• **Problem statement**
Report every line of the records below that contains the string "walled", copying each such line in full.

# Extracted material start

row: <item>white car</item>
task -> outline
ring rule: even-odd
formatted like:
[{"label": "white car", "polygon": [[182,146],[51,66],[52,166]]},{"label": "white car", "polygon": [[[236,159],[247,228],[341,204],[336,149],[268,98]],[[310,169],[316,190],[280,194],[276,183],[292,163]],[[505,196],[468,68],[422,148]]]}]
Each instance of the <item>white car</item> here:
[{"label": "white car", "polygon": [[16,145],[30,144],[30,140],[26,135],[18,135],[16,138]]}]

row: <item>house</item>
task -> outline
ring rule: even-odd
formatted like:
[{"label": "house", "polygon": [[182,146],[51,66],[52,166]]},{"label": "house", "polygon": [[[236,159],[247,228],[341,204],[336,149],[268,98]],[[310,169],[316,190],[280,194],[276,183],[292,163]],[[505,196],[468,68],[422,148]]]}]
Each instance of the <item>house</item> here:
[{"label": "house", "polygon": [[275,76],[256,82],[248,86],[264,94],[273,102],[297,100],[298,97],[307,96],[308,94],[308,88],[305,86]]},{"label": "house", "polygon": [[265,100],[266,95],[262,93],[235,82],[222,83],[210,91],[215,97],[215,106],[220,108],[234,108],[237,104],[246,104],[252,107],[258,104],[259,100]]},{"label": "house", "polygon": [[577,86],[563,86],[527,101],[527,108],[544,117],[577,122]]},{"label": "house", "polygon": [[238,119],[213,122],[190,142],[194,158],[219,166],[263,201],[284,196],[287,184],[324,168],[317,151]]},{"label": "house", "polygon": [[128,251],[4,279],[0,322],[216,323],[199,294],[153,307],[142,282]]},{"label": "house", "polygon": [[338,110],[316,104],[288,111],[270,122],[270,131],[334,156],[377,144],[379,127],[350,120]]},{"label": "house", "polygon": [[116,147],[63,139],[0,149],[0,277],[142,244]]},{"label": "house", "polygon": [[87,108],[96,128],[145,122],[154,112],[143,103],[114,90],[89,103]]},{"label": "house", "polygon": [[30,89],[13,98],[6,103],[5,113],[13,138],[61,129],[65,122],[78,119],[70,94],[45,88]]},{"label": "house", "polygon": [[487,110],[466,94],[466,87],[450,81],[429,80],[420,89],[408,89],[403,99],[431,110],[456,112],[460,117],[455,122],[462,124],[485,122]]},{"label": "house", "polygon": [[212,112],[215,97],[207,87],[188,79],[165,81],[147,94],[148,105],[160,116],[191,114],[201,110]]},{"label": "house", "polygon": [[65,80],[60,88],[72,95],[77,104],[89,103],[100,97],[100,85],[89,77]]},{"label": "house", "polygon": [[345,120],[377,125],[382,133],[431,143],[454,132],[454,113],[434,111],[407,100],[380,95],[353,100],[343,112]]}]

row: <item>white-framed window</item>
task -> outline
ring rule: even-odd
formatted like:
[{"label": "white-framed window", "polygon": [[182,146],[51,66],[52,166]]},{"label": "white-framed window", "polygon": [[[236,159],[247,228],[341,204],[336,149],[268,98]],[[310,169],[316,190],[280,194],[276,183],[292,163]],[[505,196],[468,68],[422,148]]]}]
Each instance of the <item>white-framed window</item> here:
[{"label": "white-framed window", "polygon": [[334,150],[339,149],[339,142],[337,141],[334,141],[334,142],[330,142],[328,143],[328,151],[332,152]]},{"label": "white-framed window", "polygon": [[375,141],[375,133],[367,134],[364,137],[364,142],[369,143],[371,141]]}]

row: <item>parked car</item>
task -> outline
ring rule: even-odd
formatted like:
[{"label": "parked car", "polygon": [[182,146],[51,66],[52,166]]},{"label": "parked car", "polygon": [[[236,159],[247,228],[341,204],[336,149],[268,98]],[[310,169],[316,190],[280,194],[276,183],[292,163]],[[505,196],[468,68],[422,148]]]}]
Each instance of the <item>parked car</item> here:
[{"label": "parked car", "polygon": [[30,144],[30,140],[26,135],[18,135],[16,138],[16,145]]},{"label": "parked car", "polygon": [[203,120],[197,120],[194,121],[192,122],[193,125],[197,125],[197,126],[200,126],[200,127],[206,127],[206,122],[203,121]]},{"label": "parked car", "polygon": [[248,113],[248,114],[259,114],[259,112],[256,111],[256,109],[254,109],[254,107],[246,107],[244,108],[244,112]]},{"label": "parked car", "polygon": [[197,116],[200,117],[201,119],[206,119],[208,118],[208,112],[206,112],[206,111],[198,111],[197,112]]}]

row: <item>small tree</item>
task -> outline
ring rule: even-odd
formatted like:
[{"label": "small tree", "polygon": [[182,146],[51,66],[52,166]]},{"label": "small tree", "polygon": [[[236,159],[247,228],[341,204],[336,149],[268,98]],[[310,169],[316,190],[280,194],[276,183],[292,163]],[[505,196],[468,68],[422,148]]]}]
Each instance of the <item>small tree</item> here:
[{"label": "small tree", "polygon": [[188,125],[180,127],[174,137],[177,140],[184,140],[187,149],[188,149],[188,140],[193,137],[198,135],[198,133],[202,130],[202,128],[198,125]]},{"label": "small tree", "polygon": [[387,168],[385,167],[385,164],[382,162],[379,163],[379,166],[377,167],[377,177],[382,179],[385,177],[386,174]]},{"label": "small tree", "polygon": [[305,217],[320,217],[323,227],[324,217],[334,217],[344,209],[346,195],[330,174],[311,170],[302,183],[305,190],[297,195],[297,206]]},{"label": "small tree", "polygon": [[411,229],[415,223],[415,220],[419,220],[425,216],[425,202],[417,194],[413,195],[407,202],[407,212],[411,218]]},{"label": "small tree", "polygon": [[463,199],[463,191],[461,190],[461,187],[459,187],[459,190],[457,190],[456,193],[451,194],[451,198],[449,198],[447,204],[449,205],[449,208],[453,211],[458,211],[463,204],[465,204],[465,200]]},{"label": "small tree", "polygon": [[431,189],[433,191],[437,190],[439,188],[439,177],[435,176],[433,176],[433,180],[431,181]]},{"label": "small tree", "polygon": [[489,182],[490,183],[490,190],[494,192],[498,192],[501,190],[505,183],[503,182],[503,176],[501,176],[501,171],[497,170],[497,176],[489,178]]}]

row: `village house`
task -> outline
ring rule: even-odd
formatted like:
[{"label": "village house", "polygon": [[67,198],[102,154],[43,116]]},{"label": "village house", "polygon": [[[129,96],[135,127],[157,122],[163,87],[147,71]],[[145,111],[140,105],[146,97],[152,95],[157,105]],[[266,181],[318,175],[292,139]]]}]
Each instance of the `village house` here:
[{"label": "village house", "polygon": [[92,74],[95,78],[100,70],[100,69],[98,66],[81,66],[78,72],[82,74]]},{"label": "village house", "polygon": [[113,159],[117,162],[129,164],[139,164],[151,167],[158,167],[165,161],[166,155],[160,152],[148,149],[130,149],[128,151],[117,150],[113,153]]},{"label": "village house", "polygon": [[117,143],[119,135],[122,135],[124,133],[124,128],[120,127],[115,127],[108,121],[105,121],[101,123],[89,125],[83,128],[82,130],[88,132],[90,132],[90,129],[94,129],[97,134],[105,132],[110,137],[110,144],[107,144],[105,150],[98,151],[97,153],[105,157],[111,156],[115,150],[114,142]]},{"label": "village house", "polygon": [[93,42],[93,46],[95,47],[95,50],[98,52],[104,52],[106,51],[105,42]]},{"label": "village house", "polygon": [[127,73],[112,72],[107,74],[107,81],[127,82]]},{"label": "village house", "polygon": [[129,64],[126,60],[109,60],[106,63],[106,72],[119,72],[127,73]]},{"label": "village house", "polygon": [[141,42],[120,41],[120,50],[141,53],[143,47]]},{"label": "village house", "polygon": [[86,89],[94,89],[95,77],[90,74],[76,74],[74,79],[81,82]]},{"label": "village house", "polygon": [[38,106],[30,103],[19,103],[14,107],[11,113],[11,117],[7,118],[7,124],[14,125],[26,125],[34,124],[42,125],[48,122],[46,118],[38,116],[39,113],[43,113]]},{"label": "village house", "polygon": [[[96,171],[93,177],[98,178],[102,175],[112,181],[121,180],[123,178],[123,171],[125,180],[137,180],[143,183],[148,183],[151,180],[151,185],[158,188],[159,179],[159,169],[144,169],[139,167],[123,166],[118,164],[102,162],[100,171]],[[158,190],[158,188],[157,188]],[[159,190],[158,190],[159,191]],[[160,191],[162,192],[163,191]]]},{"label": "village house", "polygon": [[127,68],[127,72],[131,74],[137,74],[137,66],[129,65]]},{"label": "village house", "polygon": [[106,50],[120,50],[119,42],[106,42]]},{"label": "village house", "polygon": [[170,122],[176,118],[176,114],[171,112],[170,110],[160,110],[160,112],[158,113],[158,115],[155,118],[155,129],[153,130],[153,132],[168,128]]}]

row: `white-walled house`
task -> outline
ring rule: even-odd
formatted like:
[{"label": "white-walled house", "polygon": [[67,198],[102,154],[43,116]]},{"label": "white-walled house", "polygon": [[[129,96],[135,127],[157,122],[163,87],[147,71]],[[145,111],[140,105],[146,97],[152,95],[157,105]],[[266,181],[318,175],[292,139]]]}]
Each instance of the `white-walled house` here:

# Extracted material end

• **Reply to the exercise**
row: `white-walled house`
[{"label": "white-walled house", "polygon": [[67,198],[102,154],[43,116]]},{"label": "white-walled house", "polygon": [[[129,96],[135,127],[157,122],[163,87],[147,71]],[[145,111],[140,105],[146,97],[152,95],[157,105]],[[266,181],[318,175],[292,139]]]}]
Each instance of the `white-walled house` here:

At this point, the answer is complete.